======== INFORMATION SHOWN ========
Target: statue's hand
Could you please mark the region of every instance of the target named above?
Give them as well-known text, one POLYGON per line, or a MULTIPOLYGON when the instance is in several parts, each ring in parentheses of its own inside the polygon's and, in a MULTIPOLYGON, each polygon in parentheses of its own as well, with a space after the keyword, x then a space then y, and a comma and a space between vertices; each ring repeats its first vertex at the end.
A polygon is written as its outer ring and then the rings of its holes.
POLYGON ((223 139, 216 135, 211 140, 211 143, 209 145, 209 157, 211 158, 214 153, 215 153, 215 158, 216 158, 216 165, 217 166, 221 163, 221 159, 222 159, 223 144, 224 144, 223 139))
========
EXERCISE DESCRIPTION: Reproduce the entire listing above word for word, keeping every line intact.

TASK SOLUTION:
Target: statue's hand
Could you please mark the region of every instance of the target named above?
Give them as well-known text, one POLYGON per line, or a MULTIPOLYGON when the instance is in several parts, each ring in parentheses of its own inside the polygon's and, in a MULTIPOLYGON, each polygon in parentheses of its own as well, with a space after the keyword, x then a space then y, and a comma and a space between vertices; each ring repeats its first vertex at the end.
A polygon is written as its outer ring and then the rings of its holes.
POLYGON ((223 139, 216 135, 211 140, 211 143, 209 145, 209 157, 211 158, 214 153, 215 153, 215 158, 216 158, 216 165, 217 166, 221 163, 221 159, 222 159, 223 144, 224 144, 223 139))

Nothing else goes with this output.